_DATA RECORDS_
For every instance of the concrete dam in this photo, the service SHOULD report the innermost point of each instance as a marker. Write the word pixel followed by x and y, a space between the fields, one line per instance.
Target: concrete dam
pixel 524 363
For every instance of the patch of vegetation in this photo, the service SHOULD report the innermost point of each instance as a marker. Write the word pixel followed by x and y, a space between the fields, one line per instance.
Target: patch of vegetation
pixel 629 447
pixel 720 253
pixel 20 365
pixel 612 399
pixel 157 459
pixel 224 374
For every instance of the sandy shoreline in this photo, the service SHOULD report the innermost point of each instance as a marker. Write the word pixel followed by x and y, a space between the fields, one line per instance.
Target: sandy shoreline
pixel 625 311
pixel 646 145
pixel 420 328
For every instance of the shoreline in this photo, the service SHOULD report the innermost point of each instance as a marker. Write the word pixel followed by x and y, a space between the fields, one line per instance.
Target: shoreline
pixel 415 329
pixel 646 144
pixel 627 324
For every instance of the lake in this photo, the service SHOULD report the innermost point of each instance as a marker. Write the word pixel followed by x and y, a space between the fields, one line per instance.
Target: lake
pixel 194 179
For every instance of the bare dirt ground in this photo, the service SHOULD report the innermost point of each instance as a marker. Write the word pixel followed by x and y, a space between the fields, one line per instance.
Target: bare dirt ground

_DIRECTIONS_
Rescale the part of the data that opens with the line containing "For every instance of the lake" and closes with the line containing "pixel 194 179", both included, by writing out every one of its lines and only those, with each pixel coordinate multiplied by 0.7 and rounded to a whole number (halves up). Leave all other wording unchanged.

_PROBLEM SOLUTION_
For every instance of the lake in this photo, the service SHOULD report the innermost point of each instance as a marker. Write the word pixel followed by x and y, a space between the fields, one line per instance.
Target: lake
pixel 136 125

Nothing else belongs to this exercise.